-- Entries supplied follows --

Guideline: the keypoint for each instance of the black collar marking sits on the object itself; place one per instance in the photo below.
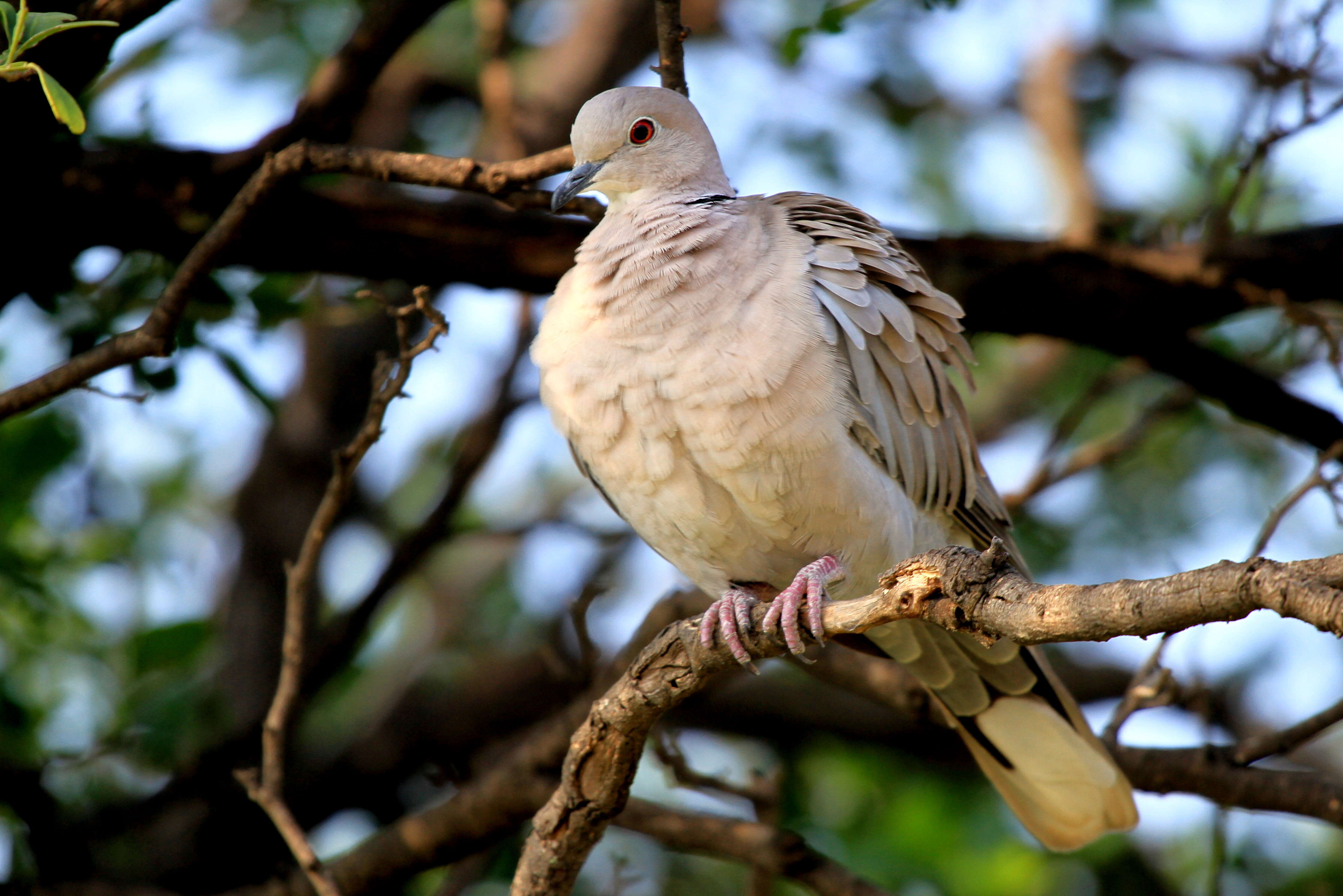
(711, 201)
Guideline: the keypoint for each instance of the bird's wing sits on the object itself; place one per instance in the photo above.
(898, 335)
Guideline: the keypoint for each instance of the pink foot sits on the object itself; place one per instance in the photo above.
(732, 616)
(808, 589)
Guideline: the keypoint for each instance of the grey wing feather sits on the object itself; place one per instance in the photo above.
(588, 473)
(896, 334)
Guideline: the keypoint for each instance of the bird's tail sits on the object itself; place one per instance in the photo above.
(1024, 730)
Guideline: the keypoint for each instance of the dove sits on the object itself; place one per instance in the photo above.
(759, 386)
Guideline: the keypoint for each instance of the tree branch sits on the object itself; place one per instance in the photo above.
(778, 852)
(1288, 739)
(961, 589)
(268, 788)
(672, 37)
(473, 448)
(339, 91)
(955, 588)
(156, 335)
(1212, 773)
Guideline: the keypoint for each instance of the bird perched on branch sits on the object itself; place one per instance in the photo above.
(759, 386)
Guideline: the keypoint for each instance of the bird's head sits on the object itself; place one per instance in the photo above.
(641, 139)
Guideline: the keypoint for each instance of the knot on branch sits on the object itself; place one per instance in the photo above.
(947, 586)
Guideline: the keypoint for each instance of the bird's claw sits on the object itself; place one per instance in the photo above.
(806, 591)
(732, 616)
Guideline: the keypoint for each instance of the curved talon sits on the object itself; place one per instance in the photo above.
(730, 615)
(809, 588)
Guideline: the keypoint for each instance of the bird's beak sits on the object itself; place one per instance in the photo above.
(575, 183)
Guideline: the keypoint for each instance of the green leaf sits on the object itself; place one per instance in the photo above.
(64, 107)
(9, 19)
(171, 647)
(33, 37)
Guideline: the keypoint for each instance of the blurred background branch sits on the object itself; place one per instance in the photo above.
(1137, 203)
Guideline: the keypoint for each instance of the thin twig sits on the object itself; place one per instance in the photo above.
(156, 335)
(1149, 686)
(763, 847)
(268, 788)
(471, 451)
(139, 398)
(1288, 739)
(672, 37)
(1220, 219)
(761, 794)
(1315, 480)
(597, 584)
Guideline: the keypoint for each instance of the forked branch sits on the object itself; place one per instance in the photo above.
(962, 590)
(268, 786)
(156, 336)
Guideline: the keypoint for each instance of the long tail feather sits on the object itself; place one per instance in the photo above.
(1029, 738)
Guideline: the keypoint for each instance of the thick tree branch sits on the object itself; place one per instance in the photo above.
(339, 89)
(955, 588)
(981, 593)
(156, 335)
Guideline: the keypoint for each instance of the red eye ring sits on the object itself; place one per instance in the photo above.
(642, 131)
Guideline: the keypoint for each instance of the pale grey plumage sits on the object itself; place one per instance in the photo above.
(758, 382)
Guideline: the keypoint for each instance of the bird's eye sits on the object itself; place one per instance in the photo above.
(641, 132)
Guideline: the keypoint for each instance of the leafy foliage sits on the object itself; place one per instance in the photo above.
(23, 31)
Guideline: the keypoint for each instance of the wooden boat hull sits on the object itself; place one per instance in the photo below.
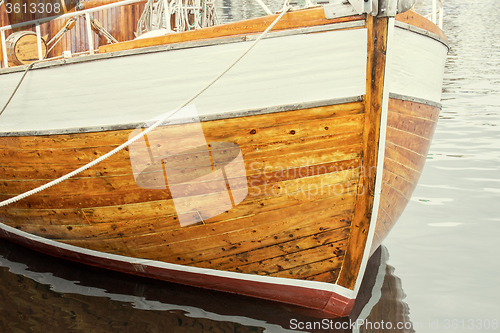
(313, 208)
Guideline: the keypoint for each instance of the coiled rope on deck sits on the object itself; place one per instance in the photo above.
(149, 129)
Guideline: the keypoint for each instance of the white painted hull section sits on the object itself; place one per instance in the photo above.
(130, 89)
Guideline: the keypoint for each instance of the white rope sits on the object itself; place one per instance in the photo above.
(143, 133)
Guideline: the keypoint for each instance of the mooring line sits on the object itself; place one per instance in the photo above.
(140, 135)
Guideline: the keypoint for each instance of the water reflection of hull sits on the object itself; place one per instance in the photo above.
(332, 142)
(79, 298)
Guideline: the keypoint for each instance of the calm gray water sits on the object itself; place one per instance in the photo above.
(443, 272)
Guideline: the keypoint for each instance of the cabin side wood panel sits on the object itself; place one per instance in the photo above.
(302, 170)
(411, 126)
(291, 20)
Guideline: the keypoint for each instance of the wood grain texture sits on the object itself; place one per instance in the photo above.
(291, 20)
(302, 170)
(75, 40)
(377, 46)
(410, 129)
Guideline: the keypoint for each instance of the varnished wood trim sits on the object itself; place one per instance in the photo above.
(418, 21)
(203, 118)
(376, 65)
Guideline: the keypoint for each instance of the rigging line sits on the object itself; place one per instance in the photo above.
(17, 87)
(149, 129)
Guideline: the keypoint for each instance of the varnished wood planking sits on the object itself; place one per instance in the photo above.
(376, 50)
(411, 127)
(292, 20)
(417, 20)
(324, 143)
(75, 40)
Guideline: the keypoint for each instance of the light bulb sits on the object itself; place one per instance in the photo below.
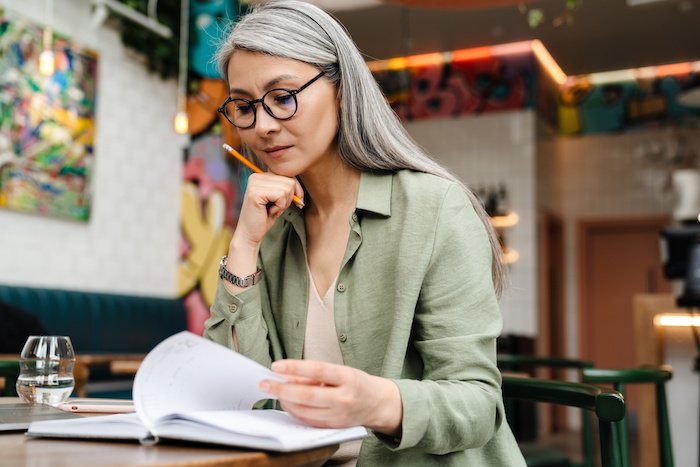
(181, 122)
(46, 62)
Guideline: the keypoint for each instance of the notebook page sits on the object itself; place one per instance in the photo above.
(186, 372)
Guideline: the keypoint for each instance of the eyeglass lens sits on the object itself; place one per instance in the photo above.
(278, 103)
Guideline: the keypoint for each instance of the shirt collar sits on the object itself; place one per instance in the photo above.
(374, 195)
(375, 192)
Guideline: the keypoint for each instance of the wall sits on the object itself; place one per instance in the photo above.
(491, 149)
(130, 243)
(619, 176)
(608, 176)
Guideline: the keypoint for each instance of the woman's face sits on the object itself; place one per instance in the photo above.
(288, 147)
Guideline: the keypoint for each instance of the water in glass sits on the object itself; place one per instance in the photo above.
(46, 370)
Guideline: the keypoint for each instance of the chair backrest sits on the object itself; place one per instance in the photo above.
(530, 363)
(644, 375)
(9, 370)
(608, 406)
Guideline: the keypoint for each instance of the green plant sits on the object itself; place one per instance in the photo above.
(160, 55)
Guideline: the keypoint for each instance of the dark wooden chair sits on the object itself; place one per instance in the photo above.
(618, 379)
(536, 454)
(608, 406)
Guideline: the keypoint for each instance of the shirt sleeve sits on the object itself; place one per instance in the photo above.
(244, 312)
(458, 403)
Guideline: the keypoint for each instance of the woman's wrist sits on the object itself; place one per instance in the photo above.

-- Entries supplied concluded --

Reproduce every line above word for word; no images.

__Result__.
Guideline: the keypoint for each instance of the black collar marking sits on the object itself; place one per instance in the photo below.
(711, 201)
Guideline: the keypoint for each instance of the bird's wing sits on the object itself; place one per instance in the photo above.
(898, 335)
Guideline: the keypoint for each instance of the pink foot sits on the object itself; place one per instance in the photo above.
(732, 616)
(808, 589)
Guideline: the keypoint for each instance of the grey wing feather sits on the object itself; place one per instance in the photo above.
(588, 473)
(896, 334)
Guideline: the keypoint for each instance of the bird's tail sits on the object itself; place one per instance in the photo above.
(1024, 730)
Guideline: the keypoint for each instance of the dove sits on the object itself; place one per instance in the photo above.
(759, 386)
Guideline: the keypoint for each instance of the tree branch sits on the object itself; place one per instance in the photo above.
(778, 852)
(1288, 739)
(961, 589)
(268, 788)
(672, 37)
(473, 448)
(339, 91)
(955, 588)
(156, 335)
(1212, 773)
Guideline: the keypoint for each instance of the bird perched on branch sits on the object itself; place one per instance in the photo above.
(759, 386)
Guideline: the keypoint for each instance of the bird's head sits on the object itself; place one per instance in the photo above.
(641, 139)
Guideline: the keypoint for each instance of the knot on branch sits on the object itself; place one per instance in the photo above.
(947, 586)
Guideline: the keypoint for each instance of the bird's claw sits on the object itself; place one per instance in the photo above.
(806, 591)
(732, 616)
Guideline: the keypoint for each instance of the curved talon sits on the object itself; place one per instance in the photo above.
(730, 615)
(809, 588)
Guideline: the keypoint for each instance of the bird's beak sits on the object itself; place one per instance in the photo above.
(575, 183)
Guideline: the keypoint for each instance of the green leaf sits on the object itself; place one per instance in the photo above.
(64, 107)
(9, 19)
(171, 647)
(33, 37)
Guideline: the keypoint for each instance of the blurred background branch sits on the object itself; place one per instance in the photo above.
(1137, 203)
Guideline: the keypoint for each instance of the thin twig sits on the object itself; place one per instance in the photo above.
(156, 335)
(1149, 686)
(763, 847)
(268, 788)
(471, 451)
(139, 398)
(1288, 739)
(672, 37)
(1220, 219)
(761, 794)
(1315, 480)
(597, 584)
Guideline: the keypoint for each instance of the forked branch sits on the object itself; place one per instance in the photo above.
(962, 590)
(268, 786)
(156, 336)
Guideline: the keypoint for each instance of the long tail feather sits on the object itself; place one per instance in the photo above.
(1029, 738)
Guideline: the keypoint for each instance of the thick tree branch sits on the object itself; place one per instance in the photo above.
(339, 89)
(955, 588)
(981, 593)
(156, 335)
Guideline: the keypoint for each instance of the red eye ring sits on the object itself; place one per instance in the photo above.
(642, 131)
Guideline: the keypoint for each instance of the pale grey plumage sits on the object itself; place one per instance in the photo above.
(758, 382)
Guideline: the keypoint for each instance of the bird's eye sits on the object itself; place one per instance in the photo above.
(641, 132)
Guideline: the keypoint for each instance of the leafy foliage sits on the object itself; place one per instance in the photo above.
(23, 31)
Guideline: the keypoint for each instance of the wooden boat hull sits on the object itself; place one per instance in the photo below.
(313, 208)
Guideline: the keypoint for each instance of the coiled rope on deck sits on the object itself; place one per instance in the photo above.
(149, 129)
Guideline: the keypoint for each instance of the white painted hull section sits on the object itself; place one per instance in the photo above.
(130, 89)
Guideline: the keypoint for each instance of the white rope sits on the object itself; place one per instance in the photo above.
(143, 133)
Guideline: the keypoint for each instance of the mooring line sits on the object itself; place one per instance in the photo above.
(140, 135)
Guideline: the keypoint for each instance of the water reflection of hull sits on the object itself; place one per instance in the photo above.
(332, 142)
(79, 298)
Guideline: the keypoint for each instance of the calm gray water sits on the object itself; place one per instance in the photo above.
(443, 272)
Guideline: the keypoint for each instance of the cabin side wood panel sits on the object itself; place one per instance in the photo above.
(302, 170)
(411, 126)
(291, 20)
Guideline: the keypoint for each instance of the wood grain texture sits on the object itself; place one per instance in the photo above.
(291, 20)
(302, 170)
(75, 40)
(377, 46)
(410, 129)
Guideline: the keypoint for each instance of the varnished wood trim sits on the object itself; place one per instance in the photo above.
(418, 21)
(203, 118)
(376, 65)
Guideline: the keypoint for each instance of the rigging line sits on the object itself; place one per instance in the photo above.
(17, 87)
(149, 129)
Guideline: the keypoint for each instance of the varnished wood planking sits on the object itself; place one per instance in the photo above.
(376, 50)
(411, 127)
(292, 20)
(417, 20)
(324, 143)
(75, 40)
Guideline: the keypoint for each instance of the light bulb sits on the object itself; place one per instance in the photo below.
(181, 122)
(46, 62)
Guideline: the keypoint for each instance of the notebook page sits on the object itself; place one per instance in the photo above.
(186, 372)
Guideline: the keypoint for each instance of the eyeglass lens sits on the object itself; place one per instance in the photo above.
(278, 103)
Guideline: the keypoint for each instance of the shirt collar sits on the object itself; place one per instance in the photo above.
(374, 195)
(375, 192)
Guideline: the keypoint for each instance of the wall sits on the object itself; place one per instance in the photo above.
(491, 149)
(130, 243)
(619, 176)
(608, 176)
Guideline: the keypoint for each instance of the woman's face sits on the object itself; place one per instance in the photo above.
(288, 147)
Guideline: the keypoint for each instance of the water in glass sits on the object itself; place one per instance in the photo above.
(46, 370)
Guideline: the keypoint for each instance of the chair backrest sits on the object itself; place one per instance in the photo above.
(530, 363)
(644, 375)
(9, 370)
(608, 406)
Guideline: the keypoint for each instance of the green plant sits on the object itself; place one per instance in the photo above.
(160, 55)
Guideline: the keypoint for each instance of the dark wooden chair sits on the object itself; place one per instance in the photo above.
(618, 379)
(536, 454)
(608, 406)
Guideline: the keypoint for each instance of the shirt sleeve sits on the object itself; place one per instance in the photo above.
(244, 312)
(458, 403)
Guideline: the keypoint for each instance of the woman's wrist sits on the object itself; place one per instance in the photo above.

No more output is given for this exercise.